## Source data
##############################
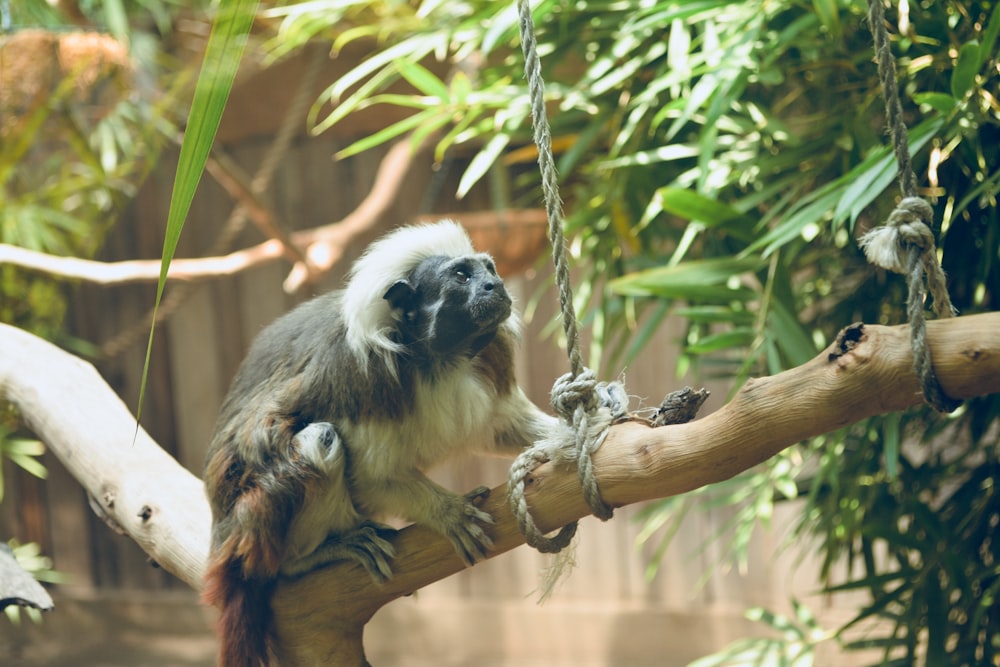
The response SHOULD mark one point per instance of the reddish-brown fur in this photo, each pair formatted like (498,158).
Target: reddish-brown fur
(241,575)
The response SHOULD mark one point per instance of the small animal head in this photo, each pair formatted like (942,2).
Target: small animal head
(372,319)
(449,307)
(320,446)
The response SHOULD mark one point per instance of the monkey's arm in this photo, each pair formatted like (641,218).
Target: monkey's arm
(422,501)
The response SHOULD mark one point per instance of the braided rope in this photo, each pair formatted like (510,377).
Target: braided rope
(905,244)
(574,396)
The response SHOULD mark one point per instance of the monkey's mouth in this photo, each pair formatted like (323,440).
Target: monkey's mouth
(492,312)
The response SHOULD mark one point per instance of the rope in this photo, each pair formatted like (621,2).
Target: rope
(905,244)
(575,395)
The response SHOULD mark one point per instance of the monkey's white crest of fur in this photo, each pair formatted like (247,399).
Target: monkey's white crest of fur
(881,247)
(391,258)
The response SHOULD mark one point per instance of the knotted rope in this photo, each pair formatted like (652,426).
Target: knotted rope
(905,244)
(575,396)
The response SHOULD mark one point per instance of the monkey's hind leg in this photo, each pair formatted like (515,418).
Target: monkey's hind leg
(366,545)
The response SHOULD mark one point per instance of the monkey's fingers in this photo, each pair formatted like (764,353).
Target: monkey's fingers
(468,537)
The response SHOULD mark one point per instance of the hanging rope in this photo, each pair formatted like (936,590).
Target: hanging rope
(905,244)
(575,396)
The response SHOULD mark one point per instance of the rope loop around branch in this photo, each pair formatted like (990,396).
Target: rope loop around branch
(574,397)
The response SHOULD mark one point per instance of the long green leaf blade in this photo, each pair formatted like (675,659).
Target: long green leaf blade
(222,58)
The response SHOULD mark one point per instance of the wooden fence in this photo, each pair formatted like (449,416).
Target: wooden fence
(118,610)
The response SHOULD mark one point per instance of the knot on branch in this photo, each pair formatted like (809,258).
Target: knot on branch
(571,393)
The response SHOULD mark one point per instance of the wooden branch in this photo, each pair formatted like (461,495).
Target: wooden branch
(331,241)
(320,618)
(67,404)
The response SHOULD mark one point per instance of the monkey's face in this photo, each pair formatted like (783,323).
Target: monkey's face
(450,305)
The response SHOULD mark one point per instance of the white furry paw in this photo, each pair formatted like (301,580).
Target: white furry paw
(320,445)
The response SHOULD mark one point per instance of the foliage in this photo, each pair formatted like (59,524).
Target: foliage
(79,134)
(719,159)
(25,453)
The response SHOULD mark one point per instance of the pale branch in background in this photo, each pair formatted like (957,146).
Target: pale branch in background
(867,371)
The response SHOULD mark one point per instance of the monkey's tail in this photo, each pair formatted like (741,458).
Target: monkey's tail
(245,618)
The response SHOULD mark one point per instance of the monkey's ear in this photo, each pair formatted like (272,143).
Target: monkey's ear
(401,295)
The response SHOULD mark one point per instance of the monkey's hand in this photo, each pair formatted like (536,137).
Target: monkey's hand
(460,523)
(368,546)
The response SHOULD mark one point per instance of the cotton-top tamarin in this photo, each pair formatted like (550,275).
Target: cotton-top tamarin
(409,365)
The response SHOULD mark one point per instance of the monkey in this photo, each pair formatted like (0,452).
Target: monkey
(410,364)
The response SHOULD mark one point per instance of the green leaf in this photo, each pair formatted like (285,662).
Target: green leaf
(422,79)
(699,279)
(938,101)
(986,50)
(222,59)
(661,154)
(829,15)
(391,132)
(795,344)
(890,443)
(481,163)
(964,74)
(724,340)
(696,207)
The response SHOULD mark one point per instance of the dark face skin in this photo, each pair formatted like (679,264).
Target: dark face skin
(450,306)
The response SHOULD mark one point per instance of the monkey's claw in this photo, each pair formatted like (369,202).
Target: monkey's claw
(368,546)
(465,532)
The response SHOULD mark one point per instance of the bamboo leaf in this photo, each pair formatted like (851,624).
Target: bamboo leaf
(222,58)
(964,74)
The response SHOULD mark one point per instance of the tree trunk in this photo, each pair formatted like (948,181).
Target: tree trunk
(320,618)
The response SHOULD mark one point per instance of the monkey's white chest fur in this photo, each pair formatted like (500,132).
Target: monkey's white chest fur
(457,412)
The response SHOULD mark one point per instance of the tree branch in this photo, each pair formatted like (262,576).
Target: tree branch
(320,618)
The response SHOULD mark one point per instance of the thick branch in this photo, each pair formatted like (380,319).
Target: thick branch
(320,618)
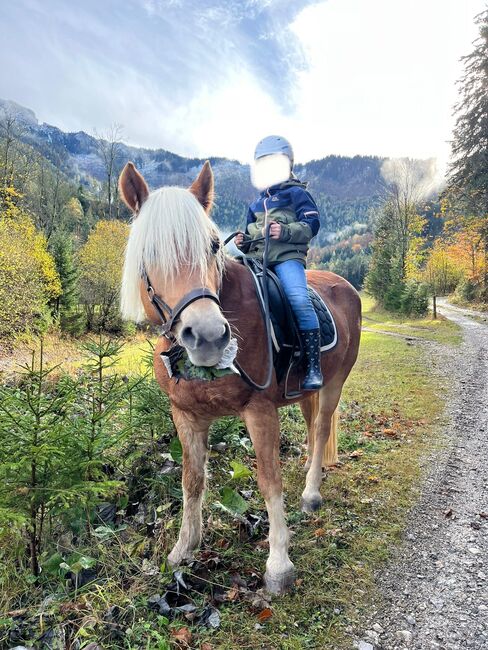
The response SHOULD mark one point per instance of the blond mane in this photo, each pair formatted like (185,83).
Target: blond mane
(172,233)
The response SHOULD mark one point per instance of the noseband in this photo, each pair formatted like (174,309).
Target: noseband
(169,316)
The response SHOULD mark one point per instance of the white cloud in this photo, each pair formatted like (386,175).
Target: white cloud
(380,74)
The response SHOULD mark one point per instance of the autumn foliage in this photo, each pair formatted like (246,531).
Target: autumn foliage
(28,277)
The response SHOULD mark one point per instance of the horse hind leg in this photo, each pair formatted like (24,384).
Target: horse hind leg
(324,446)
(309,408)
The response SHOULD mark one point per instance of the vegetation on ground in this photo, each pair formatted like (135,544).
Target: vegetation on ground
(107,495)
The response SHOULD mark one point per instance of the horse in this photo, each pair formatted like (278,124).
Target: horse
(176,270)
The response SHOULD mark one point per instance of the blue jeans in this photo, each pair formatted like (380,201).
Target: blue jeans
(292,277)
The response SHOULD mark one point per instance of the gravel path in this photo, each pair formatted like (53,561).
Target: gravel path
(435,589)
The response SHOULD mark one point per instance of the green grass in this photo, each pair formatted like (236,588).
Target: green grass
(390,409)
(440,329)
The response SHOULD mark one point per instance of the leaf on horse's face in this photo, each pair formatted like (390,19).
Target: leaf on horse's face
(231,502)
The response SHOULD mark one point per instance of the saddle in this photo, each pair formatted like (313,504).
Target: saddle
(287,345)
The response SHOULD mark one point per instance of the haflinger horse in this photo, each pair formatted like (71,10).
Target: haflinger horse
(212,298)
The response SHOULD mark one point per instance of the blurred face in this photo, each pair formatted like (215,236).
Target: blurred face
(270,170)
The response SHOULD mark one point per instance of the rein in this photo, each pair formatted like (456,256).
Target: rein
(170,316)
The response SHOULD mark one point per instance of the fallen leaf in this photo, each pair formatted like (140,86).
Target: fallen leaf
(182,634)
(232,594)
(265,615)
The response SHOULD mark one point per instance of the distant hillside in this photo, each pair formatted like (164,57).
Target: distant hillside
(345,188)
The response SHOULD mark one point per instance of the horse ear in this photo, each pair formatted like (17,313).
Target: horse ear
(133,188)
(203,187)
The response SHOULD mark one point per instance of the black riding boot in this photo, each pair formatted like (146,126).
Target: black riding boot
(311,348)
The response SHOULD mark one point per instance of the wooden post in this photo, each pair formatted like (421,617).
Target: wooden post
(330,452)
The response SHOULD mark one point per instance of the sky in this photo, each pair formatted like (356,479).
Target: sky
(212,77)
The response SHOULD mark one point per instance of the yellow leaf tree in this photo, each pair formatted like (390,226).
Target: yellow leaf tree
(28,277)
(101,260)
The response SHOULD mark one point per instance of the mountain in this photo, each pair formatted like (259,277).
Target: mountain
(345,188)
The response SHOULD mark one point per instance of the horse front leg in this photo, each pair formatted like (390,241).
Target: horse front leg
(328,399)
(262,421)
(193,434)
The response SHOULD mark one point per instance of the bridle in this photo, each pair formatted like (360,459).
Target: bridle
(170,316)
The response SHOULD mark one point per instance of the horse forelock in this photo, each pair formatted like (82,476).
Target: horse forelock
(172,235)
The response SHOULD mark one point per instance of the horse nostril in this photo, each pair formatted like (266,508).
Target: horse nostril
(188,338)
(225,338)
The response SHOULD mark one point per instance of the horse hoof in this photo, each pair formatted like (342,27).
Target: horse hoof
(280,583)
(311,505)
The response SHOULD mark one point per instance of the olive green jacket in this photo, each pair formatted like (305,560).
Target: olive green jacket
(290,205)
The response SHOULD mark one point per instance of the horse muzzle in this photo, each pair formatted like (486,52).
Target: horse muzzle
(204,337)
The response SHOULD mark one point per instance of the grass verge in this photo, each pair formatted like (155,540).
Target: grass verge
(391,405)
(440,329)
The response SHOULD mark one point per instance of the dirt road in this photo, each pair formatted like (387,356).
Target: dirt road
(435,590)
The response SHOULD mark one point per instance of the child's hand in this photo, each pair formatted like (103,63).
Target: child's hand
(274,231)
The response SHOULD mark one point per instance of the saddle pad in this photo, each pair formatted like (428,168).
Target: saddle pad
(328,329)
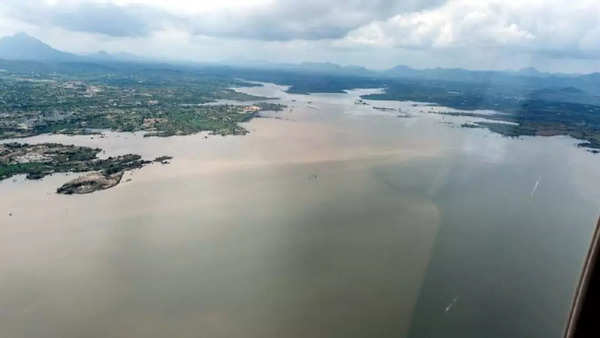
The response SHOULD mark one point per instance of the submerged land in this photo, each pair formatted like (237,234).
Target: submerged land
(160,100)
(39,160)
(158,103)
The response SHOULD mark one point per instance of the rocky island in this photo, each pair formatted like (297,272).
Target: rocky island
(39,160)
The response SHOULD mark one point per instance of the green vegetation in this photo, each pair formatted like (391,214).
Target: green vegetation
(39,160)
(161,103)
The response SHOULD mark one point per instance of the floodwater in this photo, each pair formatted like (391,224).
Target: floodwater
(330,219)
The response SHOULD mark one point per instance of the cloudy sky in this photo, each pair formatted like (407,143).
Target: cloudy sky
(553,35)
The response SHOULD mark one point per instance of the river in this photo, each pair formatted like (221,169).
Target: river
(330,219)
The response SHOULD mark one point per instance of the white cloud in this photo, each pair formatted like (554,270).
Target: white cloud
(531,25)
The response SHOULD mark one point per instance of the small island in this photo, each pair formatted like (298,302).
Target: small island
(39,160)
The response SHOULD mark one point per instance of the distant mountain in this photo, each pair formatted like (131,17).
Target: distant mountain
(25,47)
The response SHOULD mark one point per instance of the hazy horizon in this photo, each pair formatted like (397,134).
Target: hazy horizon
(496,35)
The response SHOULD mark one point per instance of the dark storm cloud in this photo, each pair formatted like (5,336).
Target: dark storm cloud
(281,20)
(101,18)
(308,19)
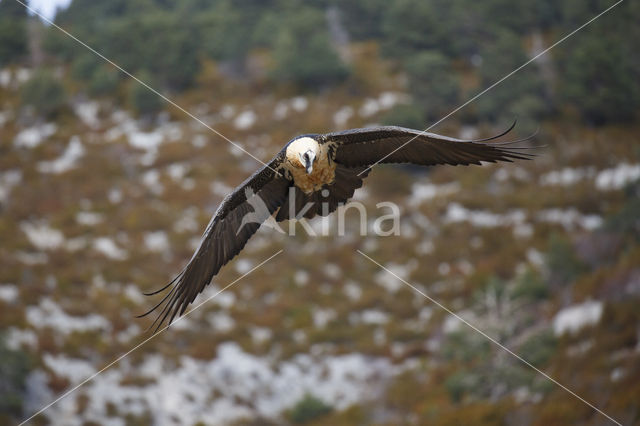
##############################
## Required work
Locate each line in the entries above that contains the word "braided", matching case, and copy those lines.

## Result
The response SHOULD mark one point per instance of the braided rope in this photo, each pair formatted like (510,377).
Target: braided rope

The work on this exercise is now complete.